==== 本文抜粋 ====

Segwitのソフトフォークは、Segwitを採用するかどうか個人の決定にまかせていて、このガイドはSegwitを採用したい人、採用したくない人向けに両者に向けて書かれている。

ソフトフォークのアクティベーションに十分なマイナーの同意が得られたら、Segwitはアクティベーションされ、ユーザはsegregated witnessesなトランザクションを作ることができるようになる。Segwitのソフトフォークは一般的に使われているウォレットにとって前方・後方互換がある形で設計されており、ウォレットの開発者やユーザはそれぞれSegwitを採用するるか採用せずに今まで通りのトランザクションを作るか自由に決められる。

マイナー

このセクションはソロマイナーとマイニングプールのオペレータ向けに書かれている。プールマイナーはSegwitアップグレードするかしないかプールオペレータに問い合わせること。

2016年7月4日にアクティベートされたBIP 68/112/113と同様、BIP-9のソフトフォークのデプロイの仕組みがSegwitにも使われている。アップグレードするかしないか、アップグレードプロセスの重要な段階を理解する必要がある。

==== 収集資料 ====

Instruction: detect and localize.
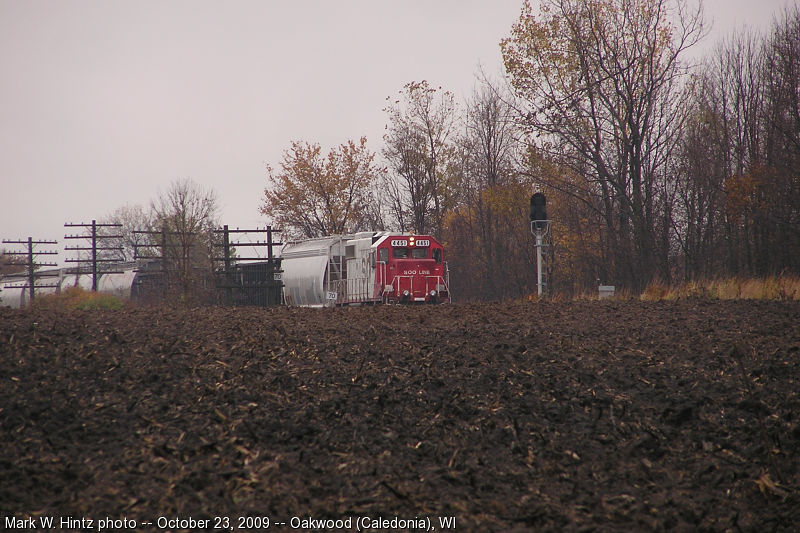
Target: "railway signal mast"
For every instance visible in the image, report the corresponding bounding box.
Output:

====

## 目標
1. 抜粋のうち、「Segwitのソフトフォークは、Segw」から「ペレータに問い合わせること。」までの部分をそのまま書き写すこと。
2. Segwitのソフトフォークを扱った抜粋の続きを、最後の文の後から書くこと。
資料はこの作業には関係しない。

## 解答
1.
Segwitのソフトフォークは、Segwitを採用するかどうか個人の決定にまかせていて、このガイドはSegwitを採用したい人、採用したくない人向けに両者に向けて書かれている。

ソフトフォークのアクティベーションに十分なマイナーの同意が得られたら、Segwitはアクティベーションされ、ユーザはsegregated witnessesなトランザクションを作ることができるようになる。Segwitのソフトフォークは一般的に使われているウォレットにとって前方・後方互換がある形で設計されており、ウォレットの開発者やユーザはそれぞれSegwitを採用するるか採用せずに今まで通りのトランザクションを作るか自由に決められる。

マイナー

このセクションはソロマイナーとマイニングプールのオペレータ向けに書かれている。プールマイナーはSegwitアップグレードするかしないかプールオペレータに問い合わせること。

2.
  • Started
    Segwitは2016年11月15日以降最初のretarget periodが始まる。これはアクティベートされるか、1年後までにlock-inステータスにならず失敗したと判断されるまで続く。この間、マイナーはブロックヘッダのversion bits 1 にフラグをセットすることでSegwitの新しいコンセンサスルールをサポートすることを表明することができる。
  • Locked-in
    2016ブロック内の95%のブロックがSegwitのサポートを表明すると、Segwitのソフトフォークはロックインされ、そこから2016ブロック(約2週間)後にアクティベートされる。
  • Activated
    ロックイン期間が終わると、マイナーは署名が分離されたトランザクションを含むsegwitスタイルのブロックを生成する。

アップグレードしない場合

startedフェーズでは、Segwitを採用したくない場合はBitcoin Core 0.13.1のようなSegwit互換のノードへのアップグレードをせずSegiwtのversion bits 1にフラグをセットするのを避ける。

もしソフトフォークがlocked-inフェーズに入ったら、すぐにアップグレードする必要は無いがノードのアップグレードを推奨する。Segwitのソフトフォークはsegwitスタイルのブロックの生成を強制するものではないので、今まで通りのブロックの生成を継続することができる。しかし、他のマイナー達の支持によりステータスがactivatedになると、あなたは有効と判断しているブロックもsegwitを支持する各ノードはリジェクトし、あなたの作ったブロックは無効であると判断される。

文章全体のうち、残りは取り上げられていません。